**Problem details:** Write out each line from the data below that includes the word "hand".

Natural-language object grounding data

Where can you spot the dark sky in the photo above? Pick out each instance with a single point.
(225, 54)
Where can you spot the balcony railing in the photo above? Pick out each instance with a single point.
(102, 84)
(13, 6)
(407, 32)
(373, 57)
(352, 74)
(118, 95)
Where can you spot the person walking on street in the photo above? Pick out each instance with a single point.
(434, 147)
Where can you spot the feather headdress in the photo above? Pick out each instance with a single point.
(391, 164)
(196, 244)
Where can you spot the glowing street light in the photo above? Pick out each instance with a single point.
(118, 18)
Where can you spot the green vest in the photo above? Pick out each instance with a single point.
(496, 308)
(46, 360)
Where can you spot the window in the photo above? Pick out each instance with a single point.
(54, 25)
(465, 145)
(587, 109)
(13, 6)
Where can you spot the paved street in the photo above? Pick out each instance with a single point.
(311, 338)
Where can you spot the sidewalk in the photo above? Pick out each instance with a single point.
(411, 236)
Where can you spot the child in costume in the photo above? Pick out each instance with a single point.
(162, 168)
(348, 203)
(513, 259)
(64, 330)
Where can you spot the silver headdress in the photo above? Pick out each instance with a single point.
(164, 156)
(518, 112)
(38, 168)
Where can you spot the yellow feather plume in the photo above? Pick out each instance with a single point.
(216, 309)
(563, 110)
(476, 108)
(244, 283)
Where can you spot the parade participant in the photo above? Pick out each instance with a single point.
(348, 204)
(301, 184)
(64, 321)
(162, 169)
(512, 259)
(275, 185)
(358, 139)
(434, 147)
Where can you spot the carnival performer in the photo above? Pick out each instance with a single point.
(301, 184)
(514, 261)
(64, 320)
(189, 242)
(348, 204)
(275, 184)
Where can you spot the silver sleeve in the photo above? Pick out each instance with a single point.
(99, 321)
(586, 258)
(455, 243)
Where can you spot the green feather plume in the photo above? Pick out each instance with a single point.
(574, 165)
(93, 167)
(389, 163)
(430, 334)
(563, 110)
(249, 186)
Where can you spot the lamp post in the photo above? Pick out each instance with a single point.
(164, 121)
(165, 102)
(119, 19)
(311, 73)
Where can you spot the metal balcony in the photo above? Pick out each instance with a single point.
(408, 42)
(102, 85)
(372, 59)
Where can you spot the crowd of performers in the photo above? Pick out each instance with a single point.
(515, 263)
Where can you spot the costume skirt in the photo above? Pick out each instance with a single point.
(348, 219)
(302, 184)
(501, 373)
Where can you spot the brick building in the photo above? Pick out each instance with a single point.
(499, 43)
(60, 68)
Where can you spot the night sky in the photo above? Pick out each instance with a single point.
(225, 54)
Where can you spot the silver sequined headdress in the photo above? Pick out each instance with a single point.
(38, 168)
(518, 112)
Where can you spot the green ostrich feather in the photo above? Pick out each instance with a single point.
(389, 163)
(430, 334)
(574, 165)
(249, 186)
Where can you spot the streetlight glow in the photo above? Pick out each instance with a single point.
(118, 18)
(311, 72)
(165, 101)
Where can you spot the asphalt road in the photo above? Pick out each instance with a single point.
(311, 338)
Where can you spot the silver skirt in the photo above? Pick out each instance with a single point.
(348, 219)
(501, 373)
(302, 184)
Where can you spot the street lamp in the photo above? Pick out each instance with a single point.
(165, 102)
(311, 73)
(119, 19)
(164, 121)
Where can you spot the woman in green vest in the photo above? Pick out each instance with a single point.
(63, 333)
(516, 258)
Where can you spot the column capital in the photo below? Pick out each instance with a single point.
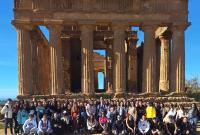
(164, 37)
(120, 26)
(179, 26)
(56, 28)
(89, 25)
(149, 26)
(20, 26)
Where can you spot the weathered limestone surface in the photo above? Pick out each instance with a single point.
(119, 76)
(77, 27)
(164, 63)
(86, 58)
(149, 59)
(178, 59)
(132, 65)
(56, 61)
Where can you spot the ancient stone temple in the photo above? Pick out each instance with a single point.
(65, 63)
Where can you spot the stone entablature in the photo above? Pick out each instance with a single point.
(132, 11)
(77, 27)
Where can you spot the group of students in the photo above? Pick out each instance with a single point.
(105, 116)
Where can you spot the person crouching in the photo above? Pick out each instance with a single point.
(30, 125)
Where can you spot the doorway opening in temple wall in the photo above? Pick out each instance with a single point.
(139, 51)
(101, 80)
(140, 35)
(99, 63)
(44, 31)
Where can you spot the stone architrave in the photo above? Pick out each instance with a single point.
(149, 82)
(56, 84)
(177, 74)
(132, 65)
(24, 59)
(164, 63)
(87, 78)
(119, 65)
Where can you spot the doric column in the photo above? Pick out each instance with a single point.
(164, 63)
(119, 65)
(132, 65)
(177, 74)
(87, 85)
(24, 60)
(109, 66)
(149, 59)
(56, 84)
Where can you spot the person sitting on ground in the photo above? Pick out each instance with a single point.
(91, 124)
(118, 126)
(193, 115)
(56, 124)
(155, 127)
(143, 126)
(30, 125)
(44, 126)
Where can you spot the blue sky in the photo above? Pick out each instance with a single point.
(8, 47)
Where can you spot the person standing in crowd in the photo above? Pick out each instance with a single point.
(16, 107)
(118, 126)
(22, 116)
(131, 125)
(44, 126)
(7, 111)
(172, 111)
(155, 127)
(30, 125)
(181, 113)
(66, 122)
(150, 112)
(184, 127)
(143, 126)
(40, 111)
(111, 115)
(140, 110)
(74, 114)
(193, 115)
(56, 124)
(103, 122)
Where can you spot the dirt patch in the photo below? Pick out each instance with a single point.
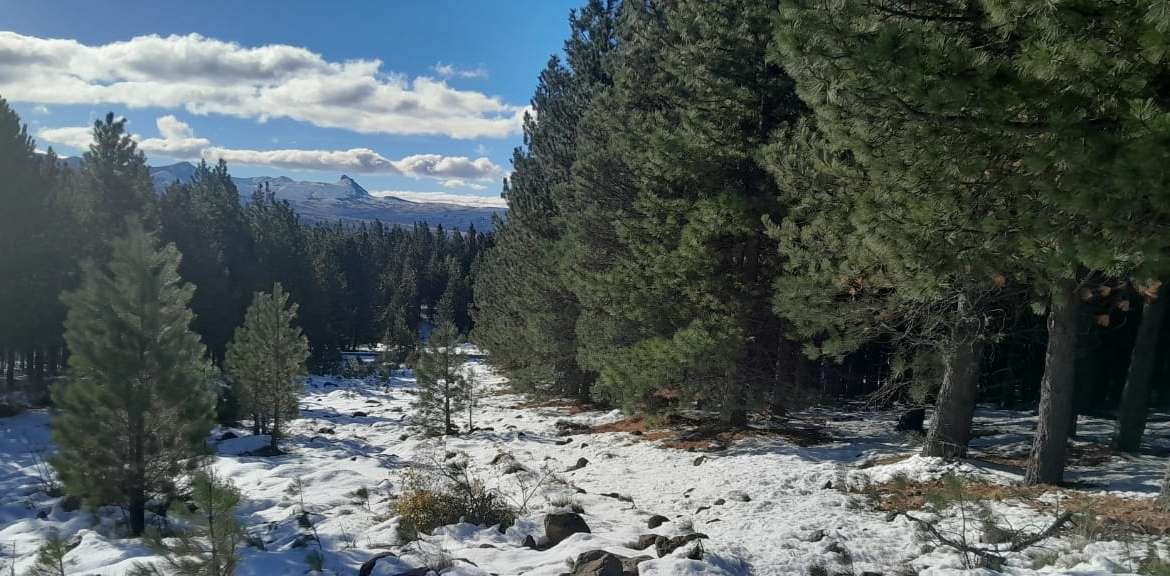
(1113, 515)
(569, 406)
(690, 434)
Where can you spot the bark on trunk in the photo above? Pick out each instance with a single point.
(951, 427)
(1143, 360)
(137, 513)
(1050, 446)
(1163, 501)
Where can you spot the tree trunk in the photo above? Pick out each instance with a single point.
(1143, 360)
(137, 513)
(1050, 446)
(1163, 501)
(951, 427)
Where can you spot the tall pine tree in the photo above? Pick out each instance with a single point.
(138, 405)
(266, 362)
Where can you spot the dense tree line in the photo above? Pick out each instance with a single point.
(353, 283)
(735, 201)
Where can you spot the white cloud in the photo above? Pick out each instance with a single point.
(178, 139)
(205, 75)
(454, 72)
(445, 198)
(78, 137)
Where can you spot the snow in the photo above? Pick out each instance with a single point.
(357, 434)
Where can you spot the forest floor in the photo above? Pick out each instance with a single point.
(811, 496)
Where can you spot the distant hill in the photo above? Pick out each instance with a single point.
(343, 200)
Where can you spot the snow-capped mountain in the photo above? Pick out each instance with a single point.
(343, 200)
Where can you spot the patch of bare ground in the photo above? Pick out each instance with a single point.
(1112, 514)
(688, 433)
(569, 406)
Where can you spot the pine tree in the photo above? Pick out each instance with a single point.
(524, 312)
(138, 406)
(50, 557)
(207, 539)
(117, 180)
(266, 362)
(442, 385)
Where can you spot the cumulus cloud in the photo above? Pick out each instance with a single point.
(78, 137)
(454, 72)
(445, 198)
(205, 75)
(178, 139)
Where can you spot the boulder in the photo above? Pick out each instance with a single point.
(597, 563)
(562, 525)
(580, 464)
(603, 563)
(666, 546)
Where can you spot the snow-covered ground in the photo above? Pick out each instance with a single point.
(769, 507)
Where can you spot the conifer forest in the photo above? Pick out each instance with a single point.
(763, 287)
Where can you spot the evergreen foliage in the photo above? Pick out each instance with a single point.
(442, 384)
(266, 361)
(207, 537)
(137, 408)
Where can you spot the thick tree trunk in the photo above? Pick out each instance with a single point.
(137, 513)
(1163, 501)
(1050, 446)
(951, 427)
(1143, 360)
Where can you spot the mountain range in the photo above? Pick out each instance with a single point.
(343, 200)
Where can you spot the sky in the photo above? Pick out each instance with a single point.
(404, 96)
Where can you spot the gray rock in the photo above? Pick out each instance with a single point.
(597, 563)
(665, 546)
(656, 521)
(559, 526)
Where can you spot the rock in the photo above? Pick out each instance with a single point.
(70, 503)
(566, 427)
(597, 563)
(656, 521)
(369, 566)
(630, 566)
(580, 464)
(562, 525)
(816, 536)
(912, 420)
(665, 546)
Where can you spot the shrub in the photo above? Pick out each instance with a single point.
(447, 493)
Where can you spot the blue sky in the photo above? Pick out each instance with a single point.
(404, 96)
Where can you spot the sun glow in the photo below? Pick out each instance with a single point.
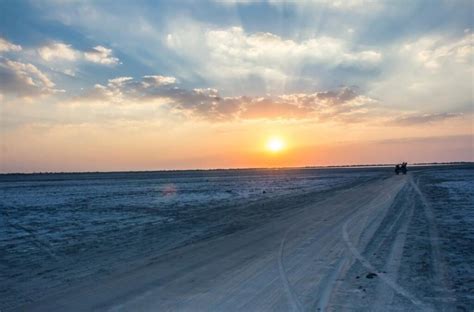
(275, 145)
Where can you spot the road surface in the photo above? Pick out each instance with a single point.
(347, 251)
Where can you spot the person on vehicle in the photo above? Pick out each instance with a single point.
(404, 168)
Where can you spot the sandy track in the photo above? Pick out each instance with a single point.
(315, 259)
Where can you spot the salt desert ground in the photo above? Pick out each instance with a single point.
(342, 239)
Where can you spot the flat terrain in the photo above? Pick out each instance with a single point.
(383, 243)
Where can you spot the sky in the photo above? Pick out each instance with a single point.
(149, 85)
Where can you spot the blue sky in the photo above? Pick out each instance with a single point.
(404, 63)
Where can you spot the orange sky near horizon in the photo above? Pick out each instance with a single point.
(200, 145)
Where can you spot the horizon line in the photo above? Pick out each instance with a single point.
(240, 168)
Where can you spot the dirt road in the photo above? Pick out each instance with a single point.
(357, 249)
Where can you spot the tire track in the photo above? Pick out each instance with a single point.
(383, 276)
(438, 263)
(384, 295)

* * *

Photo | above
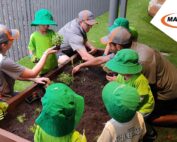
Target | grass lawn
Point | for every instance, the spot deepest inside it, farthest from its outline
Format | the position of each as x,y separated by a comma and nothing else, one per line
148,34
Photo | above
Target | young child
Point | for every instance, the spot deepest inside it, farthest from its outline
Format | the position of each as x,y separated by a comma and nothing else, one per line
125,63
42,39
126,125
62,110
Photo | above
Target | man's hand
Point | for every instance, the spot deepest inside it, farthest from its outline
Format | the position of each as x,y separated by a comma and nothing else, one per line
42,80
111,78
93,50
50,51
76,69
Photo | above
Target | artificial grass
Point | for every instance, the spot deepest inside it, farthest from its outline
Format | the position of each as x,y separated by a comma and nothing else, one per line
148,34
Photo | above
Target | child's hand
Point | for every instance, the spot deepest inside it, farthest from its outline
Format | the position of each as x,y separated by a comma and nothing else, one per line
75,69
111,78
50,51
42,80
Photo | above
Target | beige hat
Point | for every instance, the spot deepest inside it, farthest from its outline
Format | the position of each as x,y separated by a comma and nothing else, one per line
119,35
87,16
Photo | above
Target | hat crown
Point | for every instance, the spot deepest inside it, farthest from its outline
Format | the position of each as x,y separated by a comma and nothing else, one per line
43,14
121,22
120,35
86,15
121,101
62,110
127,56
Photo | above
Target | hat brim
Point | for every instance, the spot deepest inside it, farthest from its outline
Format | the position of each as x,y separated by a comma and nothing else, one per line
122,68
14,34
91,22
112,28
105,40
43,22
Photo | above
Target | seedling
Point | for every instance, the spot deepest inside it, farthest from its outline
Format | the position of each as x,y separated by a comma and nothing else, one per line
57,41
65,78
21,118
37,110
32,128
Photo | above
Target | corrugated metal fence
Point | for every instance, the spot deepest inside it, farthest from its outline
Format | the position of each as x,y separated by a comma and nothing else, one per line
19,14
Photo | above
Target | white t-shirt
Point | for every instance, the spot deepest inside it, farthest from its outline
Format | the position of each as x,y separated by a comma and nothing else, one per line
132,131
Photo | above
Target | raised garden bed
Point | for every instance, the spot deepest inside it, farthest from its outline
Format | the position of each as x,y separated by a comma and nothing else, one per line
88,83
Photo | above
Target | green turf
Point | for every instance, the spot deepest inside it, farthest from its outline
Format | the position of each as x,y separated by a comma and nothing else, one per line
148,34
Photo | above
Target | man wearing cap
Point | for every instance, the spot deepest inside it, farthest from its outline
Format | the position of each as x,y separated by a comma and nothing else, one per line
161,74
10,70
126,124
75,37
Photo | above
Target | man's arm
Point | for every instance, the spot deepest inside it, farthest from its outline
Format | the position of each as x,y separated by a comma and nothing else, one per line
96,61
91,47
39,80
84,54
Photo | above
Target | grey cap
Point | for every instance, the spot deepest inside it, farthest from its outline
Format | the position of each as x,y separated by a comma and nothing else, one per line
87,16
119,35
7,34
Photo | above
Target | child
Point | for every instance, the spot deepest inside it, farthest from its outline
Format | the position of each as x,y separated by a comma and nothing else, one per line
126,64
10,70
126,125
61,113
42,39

**Exercise result:**
Target | man's hand
Target | child's hand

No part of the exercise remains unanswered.